_Quoted passage_
I've been looking for a place to bring it up on the (many) education sites I follow, but any discussions of the condition of urban children had already turned too toxic. Notice that even you approached the issue in terms of deflecting the "blame" for the condition/performance of low-income kids, their communities, their teachers and schools.

Look at the conversation on Cody's blog, "Revealing Debate over the Education Reform Dichotomy". He quoted a comment that, "Choices do have to be made. Do you chose to promote public education that will sacrifice all the children in trying to save the bottom 20% or do you sacrifice the bottom 20% to save the top 80%?"

All I could bring myself to post was this:
"At some point, the environmental factors that impact low-income kids' development do become biological factors, which extend all the way to physical harm. We urgently have to protect those children at risk, and we absolutely can't just declare them damaged (or defective) goods and abandon them to the for-profit prison/educational contract industry."

_Data under study_
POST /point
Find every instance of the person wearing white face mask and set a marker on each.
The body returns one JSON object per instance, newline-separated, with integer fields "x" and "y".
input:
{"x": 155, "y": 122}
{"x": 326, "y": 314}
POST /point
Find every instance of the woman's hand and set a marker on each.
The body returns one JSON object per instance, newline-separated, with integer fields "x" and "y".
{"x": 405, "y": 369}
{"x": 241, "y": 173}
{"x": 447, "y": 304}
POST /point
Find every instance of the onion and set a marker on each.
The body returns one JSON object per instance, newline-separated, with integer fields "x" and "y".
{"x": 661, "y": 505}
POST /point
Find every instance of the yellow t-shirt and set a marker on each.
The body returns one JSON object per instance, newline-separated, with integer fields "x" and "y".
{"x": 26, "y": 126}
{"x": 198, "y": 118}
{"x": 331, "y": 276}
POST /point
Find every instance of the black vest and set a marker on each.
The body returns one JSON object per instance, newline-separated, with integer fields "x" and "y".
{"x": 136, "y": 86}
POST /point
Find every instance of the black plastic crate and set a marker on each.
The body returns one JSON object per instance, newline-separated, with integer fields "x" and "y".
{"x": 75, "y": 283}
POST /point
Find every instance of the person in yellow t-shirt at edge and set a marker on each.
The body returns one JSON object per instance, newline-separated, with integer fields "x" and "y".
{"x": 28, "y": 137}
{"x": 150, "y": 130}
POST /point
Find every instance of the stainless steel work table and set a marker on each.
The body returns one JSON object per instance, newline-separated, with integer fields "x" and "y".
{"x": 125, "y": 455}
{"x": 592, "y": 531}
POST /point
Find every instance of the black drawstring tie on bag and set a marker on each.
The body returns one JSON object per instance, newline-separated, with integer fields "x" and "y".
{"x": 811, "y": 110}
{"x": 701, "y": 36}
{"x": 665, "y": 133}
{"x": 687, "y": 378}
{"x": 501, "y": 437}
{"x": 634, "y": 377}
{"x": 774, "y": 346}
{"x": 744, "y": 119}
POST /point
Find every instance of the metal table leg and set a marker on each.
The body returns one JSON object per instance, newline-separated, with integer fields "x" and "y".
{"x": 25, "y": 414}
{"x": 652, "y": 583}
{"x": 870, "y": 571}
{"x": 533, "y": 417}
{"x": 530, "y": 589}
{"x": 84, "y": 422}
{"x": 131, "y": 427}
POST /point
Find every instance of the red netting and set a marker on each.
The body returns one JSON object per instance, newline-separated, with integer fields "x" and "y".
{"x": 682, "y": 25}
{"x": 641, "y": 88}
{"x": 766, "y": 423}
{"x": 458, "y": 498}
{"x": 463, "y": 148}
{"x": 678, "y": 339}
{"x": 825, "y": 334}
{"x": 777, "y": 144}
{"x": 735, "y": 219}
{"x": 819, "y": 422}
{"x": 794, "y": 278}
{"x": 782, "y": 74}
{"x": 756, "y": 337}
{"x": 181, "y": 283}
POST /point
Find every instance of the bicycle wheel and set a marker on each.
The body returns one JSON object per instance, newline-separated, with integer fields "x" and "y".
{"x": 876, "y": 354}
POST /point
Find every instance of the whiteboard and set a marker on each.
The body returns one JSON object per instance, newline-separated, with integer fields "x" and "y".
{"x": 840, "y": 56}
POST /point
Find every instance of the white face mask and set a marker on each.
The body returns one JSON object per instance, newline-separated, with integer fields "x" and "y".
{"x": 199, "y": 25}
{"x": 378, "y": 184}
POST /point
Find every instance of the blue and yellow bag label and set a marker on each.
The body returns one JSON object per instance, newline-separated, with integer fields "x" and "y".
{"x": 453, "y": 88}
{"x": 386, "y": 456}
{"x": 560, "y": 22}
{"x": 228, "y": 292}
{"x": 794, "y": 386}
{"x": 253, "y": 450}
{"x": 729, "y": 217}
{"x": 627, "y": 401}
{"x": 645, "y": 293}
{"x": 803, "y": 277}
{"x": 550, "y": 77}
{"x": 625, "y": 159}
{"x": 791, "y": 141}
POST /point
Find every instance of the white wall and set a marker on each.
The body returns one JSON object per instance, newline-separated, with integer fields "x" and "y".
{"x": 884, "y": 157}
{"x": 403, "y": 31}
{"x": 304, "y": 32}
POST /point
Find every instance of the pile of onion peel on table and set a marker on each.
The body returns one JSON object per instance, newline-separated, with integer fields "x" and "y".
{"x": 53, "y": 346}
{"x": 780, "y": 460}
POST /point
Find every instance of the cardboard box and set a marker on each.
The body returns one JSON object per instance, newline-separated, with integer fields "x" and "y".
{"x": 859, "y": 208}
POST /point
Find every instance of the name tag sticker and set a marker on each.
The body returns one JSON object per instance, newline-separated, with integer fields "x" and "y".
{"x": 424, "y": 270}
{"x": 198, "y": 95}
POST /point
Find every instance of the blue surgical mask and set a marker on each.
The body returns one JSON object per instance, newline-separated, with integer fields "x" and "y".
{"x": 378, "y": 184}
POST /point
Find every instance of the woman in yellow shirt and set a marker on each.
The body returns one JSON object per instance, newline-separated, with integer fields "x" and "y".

_Task 1_
In the education comment, what is the title of the post on Cody's blog?
_Task 2_
Repeat the part of the education comment between "I've been looking" and "teachers and schools.", inclusive.
_Task 3_
Carry on the education comment from the point where it stops.
The lines above are material separate from the education comment.

_Response box 1_
"Revealing Debate over the Education Reform Dichotomy"

_Response box 2_
I've been looking for a place to bring it up on the (many) education sites I follow, but any discussions of the condition of urban children had already turned too toxic. Notice that even you approached the issue in terms of deflecting the "blame" for the condition/performance of low-income kids, their communities, their teachers and schools.

_Response box 3_
http://blogs.edweek.org/teachers/living-in-dialogue/2013/01/revealing_debate_over_the_educ.html

See what I'm afraid of? What if all we get is more and deeper rejection of these kids? I posted the Mother Jones link in a conversation with a scientific racist (they prefer "race realist" now) who comments on your blog. If he opened it, it only fueled his preexisting inclinations to write them off.

Moser is the first to think it important enough to write about, anyway, and you're a very close second. Well done, no kidding. Could you help rouse Chicago to launch systematic lead remediation and removal programs, do you think? Even if the damned test scores don't rise in the very short term, these children's bodies are under unrelenting assault.